Work instructions: What do the lines say from the one containing "Locate every instance of the floral" to the end of the records? Restate them word for word, and only those.

Stored data:
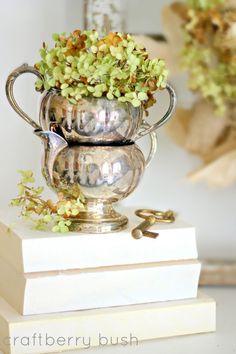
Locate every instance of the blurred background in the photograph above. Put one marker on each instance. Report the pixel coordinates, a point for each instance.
(24, 26)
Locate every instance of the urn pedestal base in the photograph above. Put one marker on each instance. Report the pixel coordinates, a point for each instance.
(99, 217)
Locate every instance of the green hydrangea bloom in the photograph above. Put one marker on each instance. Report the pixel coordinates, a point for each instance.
(115, 66)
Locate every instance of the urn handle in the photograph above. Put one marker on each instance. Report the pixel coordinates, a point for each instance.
(164, 119)
(153, 145)
(25, 68)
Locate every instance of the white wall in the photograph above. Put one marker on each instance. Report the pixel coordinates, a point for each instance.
(24, 25)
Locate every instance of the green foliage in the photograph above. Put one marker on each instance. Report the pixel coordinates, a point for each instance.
(82, 64)
(203, 4)
(42, 212)
(210, 63)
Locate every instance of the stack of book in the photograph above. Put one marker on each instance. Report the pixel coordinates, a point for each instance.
(61, 292)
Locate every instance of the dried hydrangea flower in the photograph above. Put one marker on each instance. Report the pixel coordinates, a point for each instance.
(115, 66)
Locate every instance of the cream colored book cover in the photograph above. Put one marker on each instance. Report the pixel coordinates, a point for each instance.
(34, 251)
(84, 329)
(46, 292)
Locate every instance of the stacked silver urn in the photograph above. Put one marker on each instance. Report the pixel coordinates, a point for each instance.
(90, 149)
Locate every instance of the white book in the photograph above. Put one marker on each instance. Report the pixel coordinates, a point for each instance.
(33, 251)
(58, 291)
(127, 325)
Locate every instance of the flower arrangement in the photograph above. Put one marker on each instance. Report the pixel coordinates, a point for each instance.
(201, 38)
(45, 212)
(115, 66)
(209, 53)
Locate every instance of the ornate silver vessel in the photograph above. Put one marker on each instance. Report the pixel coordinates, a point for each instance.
(91, 120)
(103, 174)
(89, 147)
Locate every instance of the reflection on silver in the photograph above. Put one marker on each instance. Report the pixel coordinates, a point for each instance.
(92, 120)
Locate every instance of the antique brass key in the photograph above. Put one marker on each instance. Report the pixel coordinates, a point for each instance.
(151, 217)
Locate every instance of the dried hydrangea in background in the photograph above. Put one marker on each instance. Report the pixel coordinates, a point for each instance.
(201, 38)
(114, 66)
(209, 52)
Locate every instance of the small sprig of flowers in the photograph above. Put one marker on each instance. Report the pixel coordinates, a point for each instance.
(209, 53)
(44, 213)
(115, 66)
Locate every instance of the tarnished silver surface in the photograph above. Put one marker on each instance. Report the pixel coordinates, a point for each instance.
(91, 120)
(104, 175)
(108, 173)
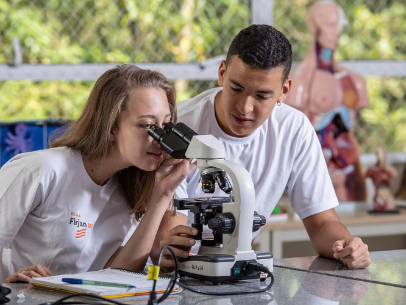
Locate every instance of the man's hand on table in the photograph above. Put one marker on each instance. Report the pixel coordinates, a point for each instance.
(352, 252)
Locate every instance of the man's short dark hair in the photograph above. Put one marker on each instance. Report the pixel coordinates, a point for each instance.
(261, 46)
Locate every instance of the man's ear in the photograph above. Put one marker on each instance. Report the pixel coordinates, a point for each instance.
(287, 86)
(221, 72)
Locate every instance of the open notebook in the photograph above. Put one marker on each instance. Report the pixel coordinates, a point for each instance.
(115, 275)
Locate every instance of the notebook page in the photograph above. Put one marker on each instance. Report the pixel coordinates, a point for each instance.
(105, 275)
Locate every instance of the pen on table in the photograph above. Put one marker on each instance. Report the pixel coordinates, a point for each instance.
(97, 283)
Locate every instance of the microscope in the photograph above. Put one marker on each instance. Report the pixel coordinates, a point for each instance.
(232, 218)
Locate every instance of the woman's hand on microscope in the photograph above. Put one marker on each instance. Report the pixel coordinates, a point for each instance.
(181, 241)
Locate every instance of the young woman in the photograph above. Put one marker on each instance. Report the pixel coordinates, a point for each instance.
(67, 209)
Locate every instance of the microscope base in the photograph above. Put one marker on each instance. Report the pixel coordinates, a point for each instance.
(218, 268)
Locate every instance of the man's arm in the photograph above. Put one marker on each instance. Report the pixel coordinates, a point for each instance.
(331, 239)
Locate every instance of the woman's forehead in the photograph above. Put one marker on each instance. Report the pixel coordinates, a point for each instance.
(148, 101)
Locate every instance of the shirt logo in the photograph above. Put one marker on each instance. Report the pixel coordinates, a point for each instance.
(82, 226)
(80, 233)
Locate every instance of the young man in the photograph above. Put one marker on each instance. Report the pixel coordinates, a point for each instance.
(274, 142)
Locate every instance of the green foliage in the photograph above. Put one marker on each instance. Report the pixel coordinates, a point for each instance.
(103, 31)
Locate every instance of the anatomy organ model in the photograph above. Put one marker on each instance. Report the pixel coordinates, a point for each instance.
(331, 95)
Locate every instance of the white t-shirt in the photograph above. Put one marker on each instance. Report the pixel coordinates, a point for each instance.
(283, 152)
(53, 214)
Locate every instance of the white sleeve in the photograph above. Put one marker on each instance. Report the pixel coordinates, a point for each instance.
(309, 186)
(20, 194)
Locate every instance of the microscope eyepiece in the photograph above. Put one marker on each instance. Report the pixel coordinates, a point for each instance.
(174, 139)
(156, 132)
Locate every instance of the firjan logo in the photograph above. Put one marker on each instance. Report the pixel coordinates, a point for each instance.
(80, 233)
(82, 226)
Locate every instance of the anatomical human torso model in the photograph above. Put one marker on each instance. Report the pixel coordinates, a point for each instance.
(331, 95)
(382, 176)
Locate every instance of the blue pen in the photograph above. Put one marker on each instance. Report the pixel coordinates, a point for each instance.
(97, 283)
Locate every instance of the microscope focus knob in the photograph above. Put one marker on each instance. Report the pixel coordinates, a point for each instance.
(215, 224)
(223, 223)
(259, 221)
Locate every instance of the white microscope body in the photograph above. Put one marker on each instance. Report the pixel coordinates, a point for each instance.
(226, 262)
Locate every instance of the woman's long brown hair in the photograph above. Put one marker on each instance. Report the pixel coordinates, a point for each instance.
(90, 133)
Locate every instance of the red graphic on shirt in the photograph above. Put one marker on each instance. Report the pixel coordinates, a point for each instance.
(80, 233)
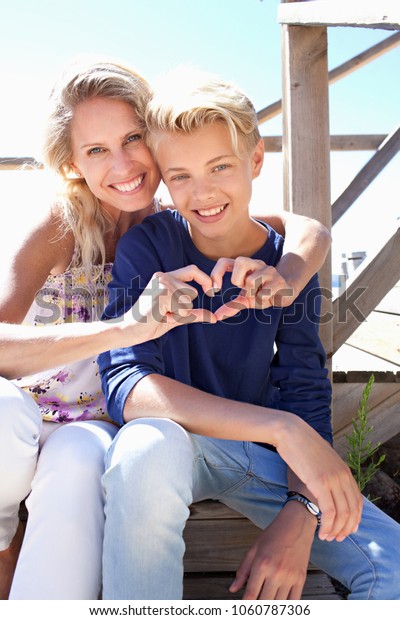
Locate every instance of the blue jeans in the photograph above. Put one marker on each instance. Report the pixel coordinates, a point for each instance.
(155, 470)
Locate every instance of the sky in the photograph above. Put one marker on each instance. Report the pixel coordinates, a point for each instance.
(238, 39)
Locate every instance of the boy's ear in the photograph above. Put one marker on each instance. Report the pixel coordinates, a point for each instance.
(258, 158)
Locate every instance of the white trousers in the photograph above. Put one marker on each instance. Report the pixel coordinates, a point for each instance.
(59, 467)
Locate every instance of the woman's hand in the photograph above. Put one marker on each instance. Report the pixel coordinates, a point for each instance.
(167, 302)
(261, 286)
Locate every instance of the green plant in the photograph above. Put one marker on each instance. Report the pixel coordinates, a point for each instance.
(361, 450)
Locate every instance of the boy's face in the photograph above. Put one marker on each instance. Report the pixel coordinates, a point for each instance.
(210, 185)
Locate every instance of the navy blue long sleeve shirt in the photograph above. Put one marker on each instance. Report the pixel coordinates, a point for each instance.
(272, 357)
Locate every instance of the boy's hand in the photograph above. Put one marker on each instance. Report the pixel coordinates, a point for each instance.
(167, 301)
(327, 477)
(275, 568)
(262, 286)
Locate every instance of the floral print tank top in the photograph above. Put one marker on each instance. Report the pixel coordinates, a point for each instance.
(71, 392)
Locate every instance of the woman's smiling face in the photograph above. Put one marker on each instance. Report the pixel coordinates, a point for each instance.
(110, 154)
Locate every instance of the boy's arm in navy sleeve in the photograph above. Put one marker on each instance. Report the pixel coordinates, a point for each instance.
(298, 368)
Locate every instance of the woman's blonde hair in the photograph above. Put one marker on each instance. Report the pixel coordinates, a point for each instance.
(187, 99)
(82, 211)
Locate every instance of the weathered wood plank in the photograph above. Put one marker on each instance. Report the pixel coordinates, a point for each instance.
(379, 335)
(357, 13)
(348, 358)
(353, 142)
(373, 281)
(227, 542)
(339, 72)
(388, 149)
(211, 586)
(346, 397)
(306, 129)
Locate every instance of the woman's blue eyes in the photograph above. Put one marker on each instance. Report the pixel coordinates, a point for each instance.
(134, 137)
(96, 150)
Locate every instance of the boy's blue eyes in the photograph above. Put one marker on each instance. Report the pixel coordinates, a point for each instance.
(220, 167)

Output for this task:
Locate every instance of the floral print tank top in the photograph above. Put one marker on each instance. Report the pixel coordinates, a point for each instance.
(71, 392)
Locate every instance of the woman's smiling face in the photograph above. Put one marker on each instance. Report the pixel coordinates, a point for each instance.
(110, 154)
Locate every instance of the boy's arm in navy sleeve in the photograph above. Put one marker on each instance. Report the pixel coordinates, a point for each instance.
(298, 368)
Locate every instance of the woman's blonde hair in the photograph above. Put one marker on each instance. Report the pixel coordinates, a point for each instance.
(187, 99)
(82, 211)
Locate every instance of the weathered wood plank in the photograph above. Put one marker on each instance. Report the pixel coordinates, a point for each instance.
(379, 335)
(357, 13)
(348, 358)
(353, 142)
(373, 281)
(227, 542)
(339, 72)
(388, 149)
(211, 586)
(346, 397)
(306, 129)
Locate every instance of the woman's blue eyes in the photograph above. Put one marker on each instance. Report the pixel coordinates, a point for each instance.
(134, 137)
(96, 150)
Locate every instance of the boy's blue eyes in the photograph above. Put one marker on each instance. Report the pixel coordinates, a point for each instance.
(220, 167)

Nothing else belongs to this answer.